## EXERCISE TASK
Reproduce the following material word for word, from the first line to the last, with no changes.

------ SUPPLIED INFORMATION

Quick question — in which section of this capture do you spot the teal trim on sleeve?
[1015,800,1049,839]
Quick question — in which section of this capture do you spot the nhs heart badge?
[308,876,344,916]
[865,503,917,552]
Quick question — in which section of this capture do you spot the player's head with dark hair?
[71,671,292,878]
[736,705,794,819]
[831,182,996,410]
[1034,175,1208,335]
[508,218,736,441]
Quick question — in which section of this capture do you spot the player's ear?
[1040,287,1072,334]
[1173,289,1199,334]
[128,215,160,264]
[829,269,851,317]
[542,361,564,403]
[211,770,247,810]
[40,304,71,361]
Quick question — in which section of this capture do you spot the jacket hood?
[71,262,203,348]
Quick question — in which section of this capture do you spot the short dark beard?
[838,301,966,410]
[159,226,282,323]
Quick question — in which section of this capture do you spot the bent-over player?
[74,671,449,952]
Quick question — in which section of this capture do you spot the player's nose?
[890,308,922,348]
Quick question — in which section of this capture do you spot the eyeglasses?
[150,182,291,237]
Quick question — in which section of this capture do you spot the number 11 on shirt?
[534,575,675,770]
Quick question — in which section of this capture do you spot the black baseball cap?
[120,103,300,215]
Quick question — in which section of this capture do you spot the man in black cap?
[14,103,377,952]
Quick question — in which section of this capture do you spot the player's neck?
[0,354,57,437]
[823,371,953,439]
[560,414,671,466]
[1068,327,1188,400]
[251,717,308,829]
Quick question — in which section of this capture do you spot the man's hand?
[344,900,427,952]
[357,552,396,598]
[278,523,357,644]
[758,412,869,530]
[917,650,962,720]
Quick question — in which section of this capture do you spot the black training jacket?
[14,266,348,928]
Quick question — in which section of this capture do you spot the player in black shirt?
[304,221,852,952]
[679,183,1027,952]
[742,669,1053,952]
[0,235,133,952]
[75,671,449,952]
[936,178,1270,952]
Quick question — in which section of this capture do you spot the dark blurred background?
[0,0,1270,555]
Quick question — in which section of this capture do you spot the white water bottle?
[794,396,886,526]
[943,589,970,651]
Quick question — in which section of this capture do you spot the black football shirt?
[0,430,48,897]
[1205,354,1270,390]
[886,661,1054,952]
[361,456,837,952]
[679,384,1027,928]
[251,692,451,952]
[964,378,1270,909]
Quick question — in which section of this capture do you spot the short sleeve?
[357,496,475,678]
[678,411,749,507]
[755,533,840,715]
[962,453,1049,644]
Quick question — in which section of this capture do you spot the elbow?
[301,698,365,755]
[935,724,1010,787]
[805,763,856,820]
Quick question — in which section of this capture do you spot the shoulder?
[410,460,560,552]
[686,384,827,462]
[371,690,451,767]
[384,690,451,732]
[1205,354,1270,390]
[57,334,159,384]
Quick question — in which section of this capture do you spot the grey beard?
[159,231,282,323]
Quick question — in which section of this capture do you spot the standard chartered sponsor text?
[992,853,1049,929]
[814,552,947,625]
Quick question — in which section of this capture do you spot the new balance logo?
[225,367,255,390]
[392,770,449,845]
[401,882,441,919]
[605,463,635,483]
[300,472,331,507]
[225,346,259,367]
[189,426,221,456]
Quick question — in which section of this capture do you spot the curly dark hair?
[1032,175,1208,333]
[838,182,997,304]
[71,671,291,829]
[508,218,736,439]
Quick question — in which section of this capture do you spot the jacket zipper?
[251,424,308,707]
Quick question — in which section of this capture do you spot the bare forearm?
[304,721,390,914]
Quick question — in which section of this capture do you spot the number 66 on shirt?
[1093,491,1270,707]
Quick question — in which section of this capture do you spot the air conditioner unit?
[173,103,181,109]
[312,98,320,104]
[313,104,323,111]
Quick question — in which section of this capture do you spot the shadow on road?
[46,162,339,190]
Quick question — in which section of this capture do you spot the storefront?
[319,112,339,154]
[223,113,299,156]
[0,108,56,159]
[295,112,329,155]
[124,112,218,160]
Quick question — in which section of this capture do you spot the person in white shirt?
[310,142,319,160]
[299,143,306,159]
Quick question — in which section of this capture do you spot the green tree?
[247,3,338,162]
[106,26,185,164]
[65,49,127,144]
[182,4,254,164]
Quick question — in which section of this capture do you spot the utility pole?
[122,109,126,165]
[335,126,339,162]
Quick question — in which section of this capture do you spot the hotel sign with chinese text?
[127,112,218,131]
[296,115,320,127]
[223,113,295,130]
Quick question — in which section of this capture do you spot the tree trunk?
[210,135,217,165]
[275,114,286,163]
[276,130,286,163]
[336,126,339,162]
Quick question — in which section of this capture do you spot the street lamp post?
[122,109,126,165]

------------

## SOLUTION BELOW
Quick question — in which section of this capture do you spot the teal trim on sleeve?
[1015,800,1049,839]
Quick question — in which section of this capture do you spot the nhs heart badge?
[308,876,344,916]
[865,503,917,552]
Quick question — in which section of this capture do you spot the player's head with dark hair?
[71,671,292,878]
[736,705,794,819]
[831,182,996,410]
[1034,175,1208,335]
[508,218,736,441]
Quick question — in which section of this capture do you spot the player's ear?
[1040,287,1072,334]
[1173,289,1199,334]
[128,215,160,264]
[829,269,851,317]
[542,361,564,403]
[211,770,247,810]
[40,304,71,361]
Quick question — in which section of this capture do you spot the jacket hood?
[71,262,203,348]
Quick question — in which section of this capture do you spot the short dark beard?
[838,301,966,410]
[159,226,282,323]
Quick question — in which section of this capture do you spot the bent-over player?
[74,671,449,952]
Quick question — in which section of this capture do you spot the player's nose?
[890,308,922,348]
Quick question — in which section of this capture do you spot the eyeglasses?
[150,182,291,237]
Quick question — in which section of this capture do you spot the number 11 on shirt?
[534,575,675,770]
Quick question — in which section of this capture do you spot the black baseball cap?
[120,103,300,215]
Quick question — in which section of this capture do you spot the man in black cap?
[14,103,377,952]
Quick question — in which section of this capture do you spot the player's neck?
[0,354,57,437]
[823,371,953,439]
[560,414,671,466]
[1068,327,1188,400]
[251,717,308,829]
Quick question — in which section of this capture do you spot the man's hand?
[344,900,427,952]
[357,552,396,598]
[278,523,357,644]
[758,412,869,530]
[917,650,962,720]
Quick question — in which section of this capture do you spot the black training jacket?
[14,266,348,928]
Quick question — in which section of this capture do you spot the player in black shirt?
[304,221,852,952]
[679,183,1027,952]
[742,669,1053,952]
[0,235,133,952]
[75,671,449,952]
[936,178,1270,952]
Quick question — in which section of this capture do you spot the dark blurred background?
[0,0,1270,555]
Quick question — in which section of this capture do you spot the white water bottle?
[794,396,886,526]
[943,589,970,651]
Quick question — in which section of this capture do you spot the black football shirt?
[0,430,48,897]
[1205,354,1270,390]
[886,661,1054,952]
[361,456,837,952]
[679,384,1027,928]
[251,692,451,952]
[964,378,1270,909]
Quick question — in which section of this capture do you spot the short sleeve?
[357,496,475,678]
[678,411,749,507]
[755,533,840,715]
[962,453,1049,644]
Quick question — in which section of this capture do you spot the elbow?
[301,698,365,755]
[935,724,1010,787]
[805,763,856,820]
Quick question — in which section of this capture do you spot the shoulder?
[410,460,560,552]
[686,384,827,462]
[371,690,451,767]
[384,690,451,732]
[1205,354,1270,390]
[57,334,159,384]
Quick question — in which section of this capture do you spot the grey beard?
[159,231,282,323]
Quick question — in which section of this capture do you spot the standard chartered sponsor text?
[992,853,1049,929]
[814,552,947,625]
Quick question — in which section of this capture do you spot the new balance logo?
[225,367,255,390]
[392,770,449,845]
[401,882,441,919]
[605,463,635,483]
[300,472,331,507]
[225,346,259,367]
[189,426,221,456]
Quick question — in which section of this capture do you spot the curly dark hair?
[1032,175,1208,333]
[838,182,997,304]
[71,671,291,829]
[508,218,736,439]
Quick question — in which section of this capture do you spot the jacket zipper?
[251,424,308,707]
Quick question — in which section of this capture do you spot the bare forearm?
[304,721,390,914]
Quick question — in which section of this capture do you spot the number 66 on shirt?
[1093,491,1270,707]
Quick question — in which section of this capture do you spot the air conditioner unit?
[173,103,181,109]
[312,98,320,104]
[313,104,323,111]
Quick question — in which section of this capture do you spot the shadow on road?
[46,162,339,190]
Quick question — in which section of this capture do you spot the storefront?
[319,112,339,154]
[223,113,299,156]
[0,108,56,159]
[295,112,329,155]
[124,112,218,160]
Quick question — in which section of this capture do you spot the person in white shirt?
[310,142,319,160]
[299,143,306,159]
Quick question — in which section of this capture do you spot the green tree?
[247,3,338,162]
[106,26,185,164]
[65,49,127,144]
[182,4,254,164]
Quick question — in which section of this capture do you spot the utility pole?
[122,109,126,165]
[335,126,339,162]
Quick question — in which section of this capture do you spot the hotel sign with chinese text?
[127,112,218,131]
[296,115,320,127]
[223,113,295,130]
Quick question — in which section of this capture do you spot the tree trunk?
[210,135,217,165]
[275,114,286,163]
[276,130,286,163]
[336,126,339,162]
Quick question — in which section of this capture do you spot the street lamp post?
[122,109,126,165]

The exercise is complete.